Locate the line containing "Tag the entrance", then please write out that line and all the lines below it in the entries exactly.

━━ Dataset extract

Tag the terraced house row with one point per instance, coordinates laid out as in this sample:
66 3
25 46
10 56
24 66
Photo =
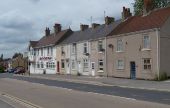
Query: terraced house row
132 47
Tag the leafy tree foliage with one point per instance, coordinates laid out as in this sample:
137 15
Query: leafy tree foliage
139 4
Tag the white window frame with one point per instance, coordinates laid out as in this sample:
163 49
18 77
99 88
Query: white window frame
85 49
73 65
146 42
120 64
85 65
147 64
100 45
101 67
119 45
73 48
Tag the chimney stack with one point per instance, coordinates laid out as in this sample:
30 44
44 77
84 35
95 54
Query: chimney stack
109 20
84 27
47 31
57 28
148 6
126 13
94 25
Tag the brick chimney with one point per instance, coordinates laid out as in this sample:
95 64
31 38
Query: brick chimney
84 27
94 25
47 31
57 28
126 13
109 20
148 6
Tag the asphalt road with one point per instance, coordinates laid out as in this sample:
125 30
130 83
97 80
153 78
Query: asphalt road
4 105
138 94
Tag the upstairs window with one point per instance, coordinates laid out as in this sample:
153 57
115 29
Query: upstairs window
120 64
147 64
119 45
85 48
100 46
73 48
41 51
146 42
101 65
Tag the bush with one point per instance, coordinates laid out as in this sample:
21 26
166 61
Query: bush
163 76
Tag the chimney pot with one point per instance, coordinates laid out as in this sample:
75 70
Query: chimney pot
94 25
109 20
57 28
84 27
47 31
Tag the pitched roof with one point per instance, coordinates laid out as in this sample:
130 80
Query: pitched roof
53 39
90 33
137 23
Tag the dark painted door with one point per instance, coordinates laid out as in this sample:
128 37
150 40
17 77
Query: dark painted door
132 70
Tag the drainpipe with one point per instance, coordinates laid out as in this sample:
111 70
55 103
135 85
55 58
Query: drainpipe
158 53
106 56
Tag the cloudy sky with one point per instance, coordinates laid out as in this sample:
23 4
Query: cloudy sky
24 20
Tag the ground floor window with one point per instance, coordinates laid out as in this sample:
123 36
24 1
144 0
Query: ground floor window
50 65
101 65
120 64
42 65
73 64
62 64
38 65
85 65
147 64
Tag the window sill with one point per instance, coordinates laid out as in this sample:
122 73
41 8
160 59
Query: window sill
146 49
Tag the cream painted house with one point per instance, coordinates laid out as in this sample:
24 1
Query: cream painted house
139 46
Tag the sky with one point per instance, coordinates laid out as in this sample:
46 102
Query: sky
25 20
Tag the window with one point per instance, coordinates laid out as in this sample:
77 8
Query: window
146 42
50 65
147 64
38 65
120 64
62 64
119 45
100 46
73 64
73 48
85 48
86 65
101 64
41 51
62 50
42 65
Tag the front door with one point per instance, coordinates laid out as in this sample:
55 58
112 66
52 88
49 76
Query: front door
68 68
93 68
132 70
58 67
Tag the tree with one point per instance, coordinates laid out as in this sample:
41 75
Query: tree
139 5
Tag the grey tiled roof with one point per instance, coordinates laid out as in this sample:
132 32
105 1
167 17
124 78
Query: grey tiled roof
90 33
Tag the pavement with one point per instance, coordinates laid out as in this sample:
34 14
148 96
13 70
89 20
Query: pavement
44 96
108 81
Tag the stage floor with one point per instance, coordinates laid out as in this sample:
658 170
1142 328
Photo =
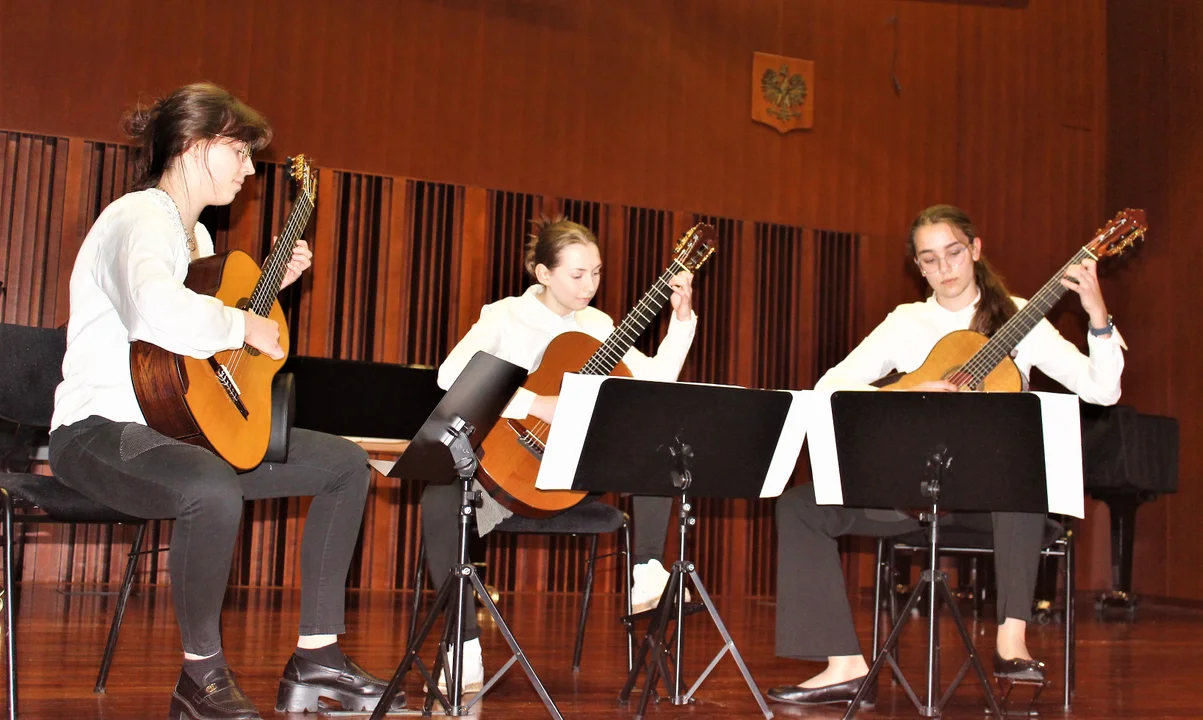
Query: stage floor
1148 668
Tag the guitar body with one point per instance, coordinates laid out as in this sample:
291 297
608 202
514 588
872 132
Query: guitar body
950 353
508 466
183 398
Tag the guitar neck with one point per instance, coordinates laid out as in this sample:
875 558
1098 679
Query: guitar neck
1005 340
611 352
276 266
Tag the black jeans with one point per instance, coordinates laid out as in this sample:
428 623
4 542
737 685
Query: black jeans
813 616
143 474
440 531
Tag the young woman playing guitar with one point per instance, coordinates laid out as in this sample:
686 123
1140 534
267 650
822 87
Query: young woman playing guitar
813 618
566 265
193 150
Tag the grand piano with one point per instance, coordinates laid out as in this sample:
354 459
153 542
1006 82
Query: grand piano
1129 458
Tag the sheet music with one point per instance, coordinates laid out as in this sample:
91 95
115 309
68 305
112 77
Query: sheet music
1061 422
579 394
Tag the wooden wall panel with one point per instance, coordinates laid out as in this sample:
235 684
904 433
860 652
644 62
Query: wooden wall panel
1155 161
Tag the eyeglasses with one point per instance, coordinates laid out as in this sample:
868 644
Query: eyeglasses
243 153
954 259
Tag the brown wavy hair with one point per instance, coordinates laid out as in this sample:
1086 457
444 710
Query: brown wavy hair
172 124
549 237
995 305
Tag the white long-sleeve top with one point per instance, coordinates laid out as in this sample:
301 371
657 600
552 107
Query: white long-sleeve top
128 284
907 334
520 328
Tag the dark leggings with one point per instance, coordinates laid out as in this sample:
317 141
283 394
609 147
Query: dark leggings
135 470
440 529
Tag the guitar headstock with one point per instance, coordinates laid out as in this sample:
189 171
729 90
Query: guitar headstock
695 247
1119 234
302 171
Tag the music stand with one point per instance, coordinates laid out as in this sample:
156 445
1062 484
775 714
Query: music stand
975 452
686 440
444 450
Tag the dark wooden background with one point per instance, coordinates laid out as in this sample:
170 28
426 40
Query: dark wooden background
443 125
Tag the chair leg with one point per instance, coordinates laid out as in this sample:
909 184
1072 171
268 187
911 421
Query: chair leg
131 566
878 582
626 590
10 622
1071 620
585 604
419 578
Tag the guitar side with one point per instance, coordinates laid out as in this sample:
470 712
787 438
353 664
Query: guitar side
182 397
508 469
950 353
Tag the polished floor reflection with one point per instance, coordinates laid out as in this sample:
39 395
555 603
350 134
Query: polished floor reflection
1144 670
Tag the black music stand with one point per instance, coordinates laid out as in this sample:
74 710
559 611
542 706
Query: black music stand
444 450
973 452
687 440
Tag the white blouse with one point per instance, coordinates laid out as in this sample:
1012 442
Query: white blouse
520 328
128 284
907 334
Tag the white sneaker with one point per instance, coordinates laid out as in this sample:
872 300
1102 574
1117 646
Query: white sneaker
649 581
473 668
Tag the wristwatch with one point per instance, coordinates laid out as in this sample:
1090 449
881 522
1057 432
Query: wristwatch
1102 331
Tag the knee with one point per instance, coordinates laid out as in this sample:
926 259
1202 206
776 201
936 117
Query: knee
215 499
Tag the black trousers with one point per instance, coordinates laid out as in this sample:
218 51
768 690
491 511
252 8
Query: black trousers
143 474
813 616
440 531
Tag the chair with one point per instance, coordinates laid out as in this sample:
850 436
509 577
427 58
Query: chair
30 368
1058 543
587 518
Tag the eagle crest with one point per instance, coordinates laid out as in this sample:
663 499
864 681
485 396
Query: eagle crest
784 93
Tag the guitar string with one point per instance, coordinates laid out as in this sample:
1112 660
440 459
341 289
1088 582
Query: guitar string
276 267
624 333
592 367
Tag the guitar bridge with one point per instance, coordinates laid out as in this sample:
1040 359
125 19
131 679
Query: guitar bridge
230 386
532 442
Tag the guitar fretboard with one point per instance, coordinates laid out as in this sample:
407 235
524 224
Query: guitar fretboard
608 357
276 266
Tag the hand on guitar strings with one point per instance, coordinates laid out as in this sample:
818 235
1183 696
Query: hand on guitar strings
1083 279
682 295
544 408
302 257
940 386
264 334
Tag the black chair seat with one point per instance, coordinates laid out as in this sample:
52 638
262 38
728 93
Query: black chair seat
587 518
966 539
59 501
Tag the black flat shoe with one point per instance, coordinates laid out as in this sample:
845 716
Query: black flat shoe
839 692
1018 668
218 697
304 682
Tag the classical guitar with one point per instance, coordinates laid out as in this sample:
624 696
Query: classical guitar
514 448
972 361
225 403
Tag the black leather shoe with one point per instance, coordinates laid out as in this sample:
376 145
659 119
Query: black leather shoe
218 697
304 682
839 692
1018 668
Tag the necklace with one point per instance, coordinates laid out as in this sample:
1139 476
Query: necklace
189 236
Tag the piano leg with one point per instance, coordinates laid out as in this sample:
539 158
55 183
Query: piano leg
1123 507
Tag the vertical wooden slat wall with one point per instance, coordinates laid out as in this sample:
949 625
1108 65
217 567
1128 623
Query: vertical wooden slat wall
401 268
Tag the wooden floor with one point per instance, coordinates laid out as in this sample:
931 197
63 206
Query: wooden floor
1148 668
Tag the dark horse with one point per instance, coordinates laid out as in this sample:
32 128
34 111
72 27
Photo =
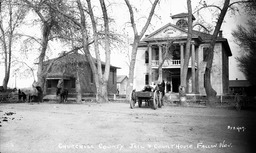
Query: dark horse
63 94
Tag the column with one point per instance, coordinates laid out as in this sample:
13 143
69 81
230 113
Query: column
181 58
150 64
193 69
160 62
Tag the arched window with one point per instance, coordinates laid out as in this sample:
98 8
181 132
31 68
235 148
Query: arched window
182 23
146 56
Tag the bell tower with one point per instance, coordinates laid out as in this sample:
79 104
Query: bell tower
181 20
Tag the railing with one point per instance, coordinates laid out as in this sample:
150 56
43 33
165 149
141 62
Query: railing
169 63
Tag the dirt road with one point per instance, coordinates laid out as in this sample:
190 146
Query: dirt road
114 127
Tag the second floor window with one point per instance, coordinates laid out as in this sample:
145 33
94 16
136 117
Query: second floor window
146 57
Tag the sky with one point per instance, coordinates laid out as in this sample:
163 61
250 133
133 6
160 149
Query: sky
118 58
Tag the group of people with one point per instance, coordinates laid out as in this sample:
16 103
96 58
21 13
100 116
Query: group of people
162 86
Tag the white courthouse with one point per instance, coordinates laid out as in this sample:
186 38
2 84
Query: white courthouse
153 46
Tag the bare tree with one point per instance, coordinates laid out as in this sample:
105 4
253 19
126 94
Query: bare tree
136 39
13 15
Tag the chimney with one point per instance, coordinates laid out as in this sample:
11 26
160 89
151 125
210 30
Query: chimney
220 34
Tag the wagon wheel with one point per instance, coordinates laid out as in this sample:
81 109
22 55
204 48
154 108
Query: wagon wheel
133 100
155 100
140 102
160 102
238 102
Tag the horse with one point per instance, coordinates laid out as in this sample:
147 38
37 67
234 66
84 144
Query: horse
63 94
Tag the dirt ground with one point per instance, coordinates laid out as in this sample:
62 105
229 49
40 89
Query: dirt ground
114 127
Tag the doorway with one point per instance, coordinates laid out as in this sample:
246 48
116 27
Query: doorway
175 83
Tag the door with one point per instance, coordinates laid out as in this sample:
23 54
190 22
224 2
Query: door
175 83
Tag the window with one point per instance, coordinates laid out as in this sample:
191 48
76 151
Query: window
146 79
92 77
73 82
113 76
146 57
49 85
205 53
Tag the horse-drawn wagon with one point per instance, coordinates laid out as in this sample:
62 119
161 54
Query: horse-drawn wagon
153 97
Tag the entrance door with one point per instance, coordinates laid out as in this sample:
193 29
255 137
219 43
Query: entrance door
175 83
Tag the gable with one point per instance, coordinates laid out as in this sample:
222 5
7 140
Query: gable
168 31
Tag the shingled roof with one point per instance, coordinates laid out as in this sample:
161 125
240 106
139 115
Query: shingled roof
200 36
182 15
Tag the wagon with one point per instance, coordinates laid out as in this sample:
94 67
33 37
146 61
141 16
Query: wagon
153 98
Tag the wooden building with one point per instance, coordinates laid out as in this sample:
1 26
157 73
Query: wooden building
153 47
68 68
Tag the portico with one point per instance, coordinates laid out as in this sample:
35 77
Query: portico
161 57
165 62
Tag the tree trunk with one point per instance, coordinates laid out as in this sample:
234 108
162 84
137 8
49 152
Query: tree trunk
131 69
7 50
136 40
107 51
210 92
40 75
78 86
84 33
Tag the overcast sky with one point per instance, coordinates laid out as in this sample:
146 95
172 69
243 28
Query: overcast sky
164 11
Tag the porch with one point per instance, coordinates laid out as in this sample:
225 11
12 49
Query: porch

━━━━

=== Written reply ===
Tag the entrance door with one point per instance, coordinates laid out as in this sample:
193 29
255 137
219 43
Query: entrance door
175 83
Tag the gable with one point per instance, coordinates laid out as in this sample:
222 5
7 140
Query: gable
168 31
Tag the shingled roof with one point per instance, coordinates laid out as in this sample:
161 125
240 106
139 115
Query: shingled roof
200 36
182 15
Tag the wagon with one point per instance, coordinates laid out as in this sample:
94 67
33 37
146 61
141 16
Query: wagon
153 98
Tag the wooden building with one point per instance, coordinates laid out as in this sample:
1 26
157 73
Query: wooden building
153 47
68 68
Tag the portico with one point per instance, coordinates laid out as in this sample:
35 77
Query: portico
161 57
165 62
Tag the tree trunk with one point per instance, coordinates laid out as in this sample:
234 108
162 84
137 8
49 152
Query: tree trunk
131 69
7 50
136 40
107 51
210 92
40 75
78 86
84 33
Tag the overcast sky with one point per instance, coordinates laid out as in this sample:
146 95
172 69
243 28
Query: overcast sky
164 11
Tag the porch with one point per instance, coordinates laid out as in this sample:
225 11
12 49
Query: porch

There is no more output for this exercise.